● GIVEN PROBLEM: Using the entries below, output exactly the line containing "Can you find the apartment" and all lines that follow it to the end.

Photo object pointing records
_ _ _ _

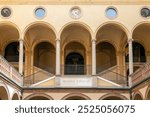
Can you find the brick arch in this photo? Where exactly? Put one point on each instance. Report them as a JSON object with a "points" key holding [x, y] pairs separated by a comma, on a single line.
{"points": [[46, 96], [76, 95], [114, 95]]}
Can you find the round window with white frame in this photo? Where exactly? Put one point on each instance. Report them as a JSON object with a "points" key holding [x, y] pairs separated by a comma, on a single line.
{"points": [[75, 13], [145, 12], [6, 12], [111, 13], [40, 12]]}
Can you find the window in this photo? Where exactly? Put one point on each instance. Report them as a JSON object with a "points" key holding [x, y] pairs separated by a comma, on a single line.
{"points": [[111, 13], [145, 12], [40, 12], [5, 12]]}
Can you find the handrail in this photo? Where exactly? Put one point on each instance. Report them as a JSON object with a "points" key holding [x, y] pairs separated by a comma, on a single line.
{"points": [[113, 77], [141, 74], [37, 77], [10, 72]]}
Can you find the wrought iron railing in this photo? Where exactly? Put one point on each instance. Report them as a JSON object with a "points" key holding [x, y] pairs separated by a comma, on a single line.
{"points": [[113, 77], [76, 69], [36, 77], [10, 72], [141, 74]]}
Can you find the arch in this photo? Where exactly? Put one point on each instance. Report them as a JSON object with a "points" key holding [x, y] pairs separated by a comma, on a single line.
{"points": [[123, 27], [137, 96], [15, 96], [113, 96], [82, 24], [44, 56], [30, 25], [105, 56], [147, 94], [4, 92], [38, 96], [77, 96]]}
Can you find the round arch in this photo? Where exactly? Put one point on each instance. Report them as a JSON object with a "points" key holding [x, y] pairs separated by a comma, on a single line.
{"points": [[75, 96], [30, 25], [4, 92], [113, 96], [38, 96], [123, 27], [137, 96], [82, 24]]}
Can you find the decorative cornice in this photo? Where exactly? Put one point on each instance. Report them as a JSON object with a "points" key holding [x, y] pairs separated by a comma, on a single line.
{"points": [[107, 2]]}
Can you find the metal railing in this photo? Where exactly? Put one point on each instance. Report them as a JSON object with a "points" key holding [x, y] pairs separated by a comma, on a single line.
{"points": [[141, 74], [76, 69], [113, 77], [10, 72], [36, 77]]}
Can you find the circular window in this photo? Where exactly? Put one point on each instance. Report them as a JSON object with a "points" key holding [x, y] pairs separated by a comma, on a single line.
{"points": [[40, 12], [5, 12], [145, 12], [75, 13], [111, 13]]}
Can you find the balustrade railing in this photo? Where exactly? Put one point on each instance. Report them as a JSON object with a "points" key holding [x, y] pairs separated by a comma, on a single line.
{"points": [[141, 74], [10, 72]]}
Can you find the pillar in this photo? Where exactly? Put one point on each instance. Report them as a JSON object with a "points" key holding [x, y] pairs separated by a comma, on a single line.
{"points": [[21, 56], [93, 57], [57, 57], [130, 56]]}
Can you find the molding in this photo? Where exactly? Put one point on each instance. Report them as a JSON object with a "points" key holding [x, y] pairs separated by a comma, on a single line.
{"points": [[108, 2]]}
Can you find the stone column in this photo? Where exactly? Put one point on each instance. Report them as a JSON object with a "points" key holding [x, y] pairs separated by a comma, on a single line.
{"points": [[93, 57], [57, 57], [130, 56], [21, 56]]}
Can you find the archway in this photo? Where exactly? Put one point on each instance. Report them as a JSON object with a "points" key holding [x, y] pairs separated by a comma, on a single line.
{"points": [[111, 38], [76, 96], [3, 93], [38, 96], [76, 41], [44, 56], [105, 56], [12, 52], [138, 53], [40, 38], [137, 97], [15, 97]]}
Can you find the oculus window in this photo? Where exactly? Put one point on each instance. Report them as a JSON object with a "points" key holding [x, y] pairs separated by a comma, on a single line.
{"points": [[40, 12], [111, 13], [6, 12], [145, 12]]}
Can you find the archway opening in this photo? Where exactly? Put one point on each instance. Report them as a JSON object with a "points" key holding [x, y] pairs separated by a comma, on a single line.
{"points": [[138, 53], [44, 56], [75, 98], [3, 93], [74, 59], [12, 52], [74, 64], [15, 97], [39, 98], [111, 39], [113, 98], [137, 97], [76, 41], [105, 56]]}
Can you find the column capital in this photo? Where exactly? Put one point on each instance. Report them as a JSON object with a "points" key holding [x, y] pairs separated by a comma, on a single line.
{"points": [[130, 40]]}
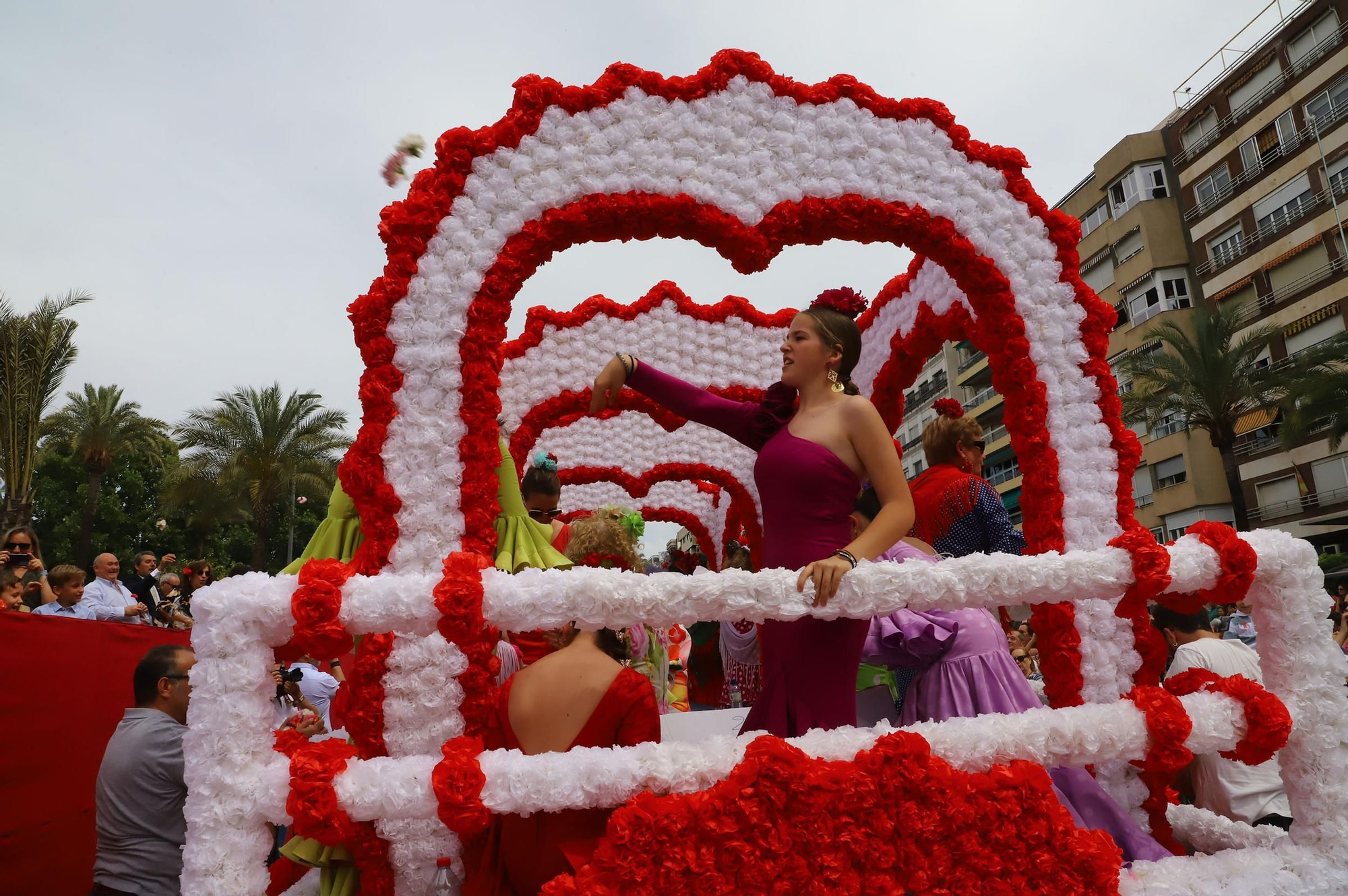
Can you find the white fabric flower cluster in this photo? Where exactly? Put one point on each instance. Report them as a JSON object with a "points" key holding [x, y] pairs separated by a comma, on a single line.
{"points": [[931, 286], [733, 352], [676, 494], [238, 782], [696, 149]]}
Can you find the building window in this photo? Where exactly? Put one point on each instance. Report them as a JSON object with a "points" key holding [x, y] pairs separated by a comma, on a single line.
{"points": [[1124, 193], [1155, 181], [1200, 131], [1284, 205], [1315, 335], [1177, 293], [1328, 104], [1101, 274], [1171, 472], [1279, 498], [1331, 479], [1141, 183], [1269, 145], [1142, 486], [1214, 189], [1144, 305], [1320, 32], [1168, 425], [1095, 219], [1227, 246]]}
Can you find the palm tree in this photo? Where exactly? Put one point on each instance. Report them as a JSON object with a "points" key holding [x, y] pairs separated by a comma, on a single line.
{"points": [[264, 444], [99, 428], [36, 352], [1322, 398], [208, 505], [1208, 379]]}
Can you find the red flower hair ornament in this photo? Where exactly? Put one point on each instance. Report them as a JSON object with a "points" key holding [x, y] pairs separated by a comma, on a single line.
{"points": [[948, 408], [845, 300]]}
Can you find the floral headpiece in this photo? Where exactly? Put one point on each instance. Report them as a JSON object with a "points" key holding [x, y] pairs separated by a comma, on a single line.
{"points": [[948, 408], [845, 300], [606, 561]]}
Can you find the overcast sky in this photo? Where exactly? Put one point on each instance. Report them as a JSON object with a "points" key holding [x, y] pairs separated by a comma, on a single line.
{"points": [[211, 173]]}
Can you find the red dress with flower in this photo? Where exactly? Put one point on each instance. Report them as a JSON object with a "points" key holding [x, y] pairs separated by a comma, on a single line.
{"points": [[525, 854], [807, 492]]}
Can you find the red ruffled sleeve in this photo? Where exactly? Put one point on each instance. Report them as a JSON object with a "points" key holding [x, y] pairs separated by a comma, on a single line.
{"points": [[642, 720]]}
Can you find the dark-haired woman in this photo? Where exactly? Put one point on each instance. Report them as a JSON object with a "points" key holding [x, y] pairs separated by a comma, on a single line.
{"points": [[24, 540], [582, 696], [812, 460]]}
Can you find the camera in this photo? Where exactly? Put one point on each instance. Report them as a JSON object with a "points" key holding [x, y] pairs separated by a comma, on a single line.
{"points": [[288, 676]]}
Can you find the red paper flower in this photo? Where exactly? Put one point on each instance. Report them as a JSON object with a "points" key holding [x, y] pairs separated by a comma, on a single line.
{"points": [[1268, 722], [843, 300], [948, 408], [896, 820], [316, 606]]}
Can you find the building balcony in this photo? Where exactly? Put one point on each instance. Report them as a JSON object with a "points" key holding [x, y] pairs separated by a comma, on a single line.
{"points": [[1270, 160], [1288, 293], [966, 363], [982, 398], [1226, 125], [1310, 503], [1269, 232]]}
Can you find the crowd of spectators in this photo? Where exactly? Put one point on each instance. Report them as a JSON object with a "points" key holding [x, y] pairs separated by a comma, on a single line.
{"points": [[148, 594]]}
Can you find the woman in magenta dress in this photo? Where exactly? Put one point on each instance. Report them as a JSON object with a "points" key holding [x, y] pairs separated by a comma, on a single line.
{"points": [[812, 460]]}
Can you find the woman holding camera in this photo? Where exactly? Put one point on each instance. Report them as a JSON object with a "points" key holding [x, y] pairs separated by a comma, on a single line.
{"points": [[22, 553]]}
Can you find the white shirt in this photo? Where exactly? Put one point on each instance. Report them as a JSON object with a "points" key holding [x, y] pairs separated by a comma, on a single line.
{"points": [[110, 602], [319, 689], [1227, 788]]}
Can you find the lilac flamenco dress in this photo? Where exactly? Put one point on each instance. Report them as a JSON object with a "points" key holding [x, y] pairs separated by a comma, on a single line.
{"points": [[809, 665], [966, 670]]}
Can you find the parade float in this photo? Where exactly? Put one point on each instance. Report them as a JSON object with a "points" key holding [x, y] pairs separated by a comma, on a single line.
{"points": [[747, 162]]}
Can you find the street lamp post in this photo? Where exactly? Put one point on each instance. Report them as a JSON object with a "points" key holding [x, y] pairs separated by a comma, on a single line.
{"points": [[1334, 200]]}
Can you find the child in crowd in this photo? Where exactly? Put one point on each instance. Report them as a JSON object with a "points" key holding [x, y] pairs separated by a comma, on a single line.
{"points": [[11, 591], [67, 583]]}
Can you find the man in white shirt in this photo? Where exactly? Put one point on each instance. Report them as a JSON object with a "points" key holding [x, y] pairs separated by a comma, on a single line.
{"points": [[1250, 794], [319, 689], [110, 599]]}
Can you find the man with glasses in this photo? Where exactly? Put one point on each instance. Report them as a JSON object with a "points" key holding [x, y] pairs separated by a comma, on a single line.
{"points": [[141, 789], [110, 599]]}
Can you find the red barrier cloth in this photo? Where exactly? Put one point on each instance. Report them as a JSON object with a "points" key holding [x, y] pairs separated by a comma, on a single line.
{"points": [[65, 686]]}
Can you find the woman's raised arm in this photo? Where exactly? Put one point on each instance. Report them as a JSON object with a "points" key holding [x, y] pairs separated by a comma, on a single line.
{"points": [[685, 399]]}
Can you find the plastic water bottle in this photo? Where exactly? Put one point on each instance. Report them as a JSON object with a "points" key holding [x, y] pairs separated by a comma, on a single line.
{"points": [[446, 882]]}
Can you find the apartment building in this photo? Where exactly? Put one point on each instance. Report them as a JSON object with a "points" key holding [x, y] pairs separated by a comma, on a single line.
{"points": [[1261, 173], [1136, 257]]}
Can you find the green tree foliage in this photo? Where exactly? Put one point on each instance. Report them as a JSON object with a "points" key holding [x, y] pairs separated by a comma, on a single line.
{"points": [[99, 428], [36, 352], [1208, 379], [264, 445]]}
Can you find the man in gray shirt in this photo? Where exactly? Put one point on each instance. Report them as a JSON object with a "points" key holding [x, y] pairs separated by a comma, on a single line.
{"points": [[141, 788]]}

_ _ _ _

● ANSWER TO THE TASK:
Can you find the apartment building in this photo? Where exactly? Put one point on each instance. Report them as a JSON object with a "points" key holding [x, y] pairs separated by a comma, on a single line.
{"points": [[1261, 173], [1136, 257]]}
Can you find the green tree foliage in this photo? Where exactly? Put one point on each instance. Report them as a JSON object with a "points" key holding [x, y] pairs separated by a comma, on a single line.
{"points": [[99, 428], [36, 352], [1208, 379], [264, 445]]}
Can you find the man in gray shirt in this photo? Where exactly? Put one point on each instance. Report them as a JSON object with a "points" key holding [x, y] pairs separated by a comma, on a single line.
{"points": [[141, 788]]}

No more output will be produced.